→ **Teks yang Ditampilkan**
┄┄┄┄┄┄┄┄┄┄┄┄┄┄┄┄┄┄┄┄

The Curiosity

Dubito Ergo Cogito, Cogito Ergo Sum, kurang lebih seperti itu terjemahan dari kata-kata terkemuka Rene Descartes yang berarti “aku ragu maka aku berpikir, aku berpikir maka aku ada”. Kata-kata tersebut mengisyaratkan bahwa manusia, khususnya pelajar, memiliki suatu aset yang luar biasa untuk memahami kehidupan, yaitu apa yang dinamakan dengan keraguan. Melalui munculnya keraguan dalam diri pelajar, hal tersebut akan mendorong munculnya kemauan dalam diri pelajar untuk mematahkan keraguan yang dirasakannya. Kemauan menjawab keraguan tersebut yang kemudian disebut sebagai daya curiosity manusia. 

Sebagaimana kelas Kognitariat yang didefinisikan oleh Toffler sebagai suatu kelas yang ideal dalam kehidupan masyarakat informasi, keragu-raguan perlu untuk terus dilibatkan dalam proses mengolah jutaan informasi yang dapat diserap oleh seorang pelajar dalam seharinya. Sehingga hal tersebut dapat memicu aktivasi daya curiosity dalam diri seorang pelajar yang nantinya dapat menegaskan mengenai value dari segala sesuatu yang ada di sekelilingnya.

Begitu banyak persoalan yang muncul ketika daya curiosity pelajar tidak digunakan. Kemunculan gangster yang beranggotakan anak-anak remaja di bawah umur beberapa waktu lalu sontak menggemparkan jalanan Kota Surabaya ketika malam hari. Kuatnya pengaruh sosok yang dituakan dalam kelompok gangster mampu menggiring anak-anak lainnya untuk terjun ke jalan dan melakukan perbuatan onar terhadap masyarakat yang berlalu lalang di jalanan ketika malam hari. 

Dengan persenjataan tajam yang mereka miliki, mereka percaya akan memperoleh perhatian masyarakat luas dan semakin ditakuti. Tidak jarang keonaran yang mereka buat mengakibatkan terenggutnya nyawa korban. Namun ketika mereka berhasil dicekal melalui operasi gabungan yang dilakukan rangka menertibkan kembali keadaan kota, terpampang raut penyesalan yang muncul di muka mereka. Seandainya daya curiosity yang mereka miliki digunakan untuk mempertanyakan tentang sebuah value dari tindakan yang mereka lakukan, perbuatan onar tersebut tidak akan mereka lakukan. 

Sebaliknya, dampak dari pemaksimalan daya curiosity dalam diri seorang pelajar akan mendekatkan mereka dengan kebermanfaatan. Pelajar, dalam hal ini kader IPM, ketika seorang kader IPM mampu memaksimalkan daya curiosity yang ada dalam dirinya, akan muncul suatu pemandangan yang memperlihatkan begitu kecilnya ruang gerak IPM yang selama ini digeluti oleh mayoritas kadernya. Aktivitas-aktivitas klise yang dilakukan oleh kader-kader IPM yang hanya didasari oleh konsep turun temurun dan akan terus diulang tiap tahunnya, merupakan aktivitas yang usang dan perlu ditinggalkan. Perlu muncul keraguan dalam diri seorang kader IPM untuk berani mencoba sesuatu yang baru, menjawab keraguan dengan memaksimalkan daya curiosity yang dimilikinya.

┄┄┄┄┄┄┄┄┄┄┄┄┄┄┄┄┄┄┄┄

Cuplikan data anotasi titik

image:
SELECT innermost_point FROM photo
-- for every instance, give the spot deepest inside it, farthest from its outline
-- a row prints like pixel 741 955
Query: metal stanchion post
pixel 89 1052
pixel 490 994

┄┄┄┄┄┄┄┄┄┄┄┄┄┄┄┄┄┄┄┄

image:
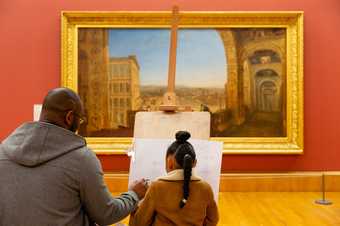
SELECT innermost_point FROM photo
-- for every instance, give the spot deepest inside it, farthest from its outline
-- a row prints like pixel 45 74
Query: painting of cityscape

┄┄┄┄┄┄┄┄┄┄┄┄┄┄┄┄┄┄┄┄

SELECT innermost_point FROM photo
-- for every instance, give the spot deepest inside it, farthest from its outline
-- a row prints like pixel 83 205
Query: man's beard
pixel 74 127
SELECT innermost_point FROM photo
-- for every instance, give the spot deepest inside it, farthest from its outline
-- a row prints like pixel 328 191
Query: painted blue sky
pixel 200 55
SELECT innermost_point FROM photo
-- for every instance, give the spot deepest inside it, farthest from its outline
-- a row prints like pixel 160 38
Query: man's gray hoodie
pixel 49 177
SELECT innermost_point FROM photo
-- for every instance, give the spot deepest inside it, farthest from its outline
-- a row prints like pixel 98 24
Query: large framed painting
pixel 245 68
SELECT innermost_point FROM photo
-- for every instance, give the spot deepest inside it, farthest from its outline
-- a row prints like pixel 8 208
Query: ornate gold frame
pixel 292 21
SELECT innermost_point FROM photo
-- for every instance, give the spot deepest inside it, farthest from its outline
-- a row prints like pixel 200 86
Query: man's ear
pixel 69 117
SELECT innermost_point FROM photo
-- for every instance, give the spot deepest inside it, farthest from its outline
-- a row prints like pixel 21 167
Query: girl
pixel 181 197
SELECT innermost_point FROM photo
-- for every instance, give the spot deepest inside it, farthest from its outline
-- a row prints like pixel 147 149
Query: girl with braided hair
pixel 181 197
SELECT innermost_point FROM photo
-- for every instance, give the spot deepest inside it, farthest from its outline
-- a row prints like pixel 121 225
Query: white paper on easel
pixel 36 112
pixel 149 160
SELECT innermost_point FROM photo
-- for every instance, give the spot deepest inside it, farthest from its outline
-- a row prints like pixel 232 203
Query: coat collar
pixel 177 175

┄┄┄┄┄┄┄┄┄┄┄┄┄┄┄┄┄┄┄┄

→ **Soal**
Dalam teks tentang daya curiosity, bagaimana Toffler mendefinisikan kelas Kognitariat? Data ini diambil dari sumber yang berbeda.

→ **Jawaban Soal**
Sebagai suatu kelas yang ideal dalam kehidupan masyarakat informasi.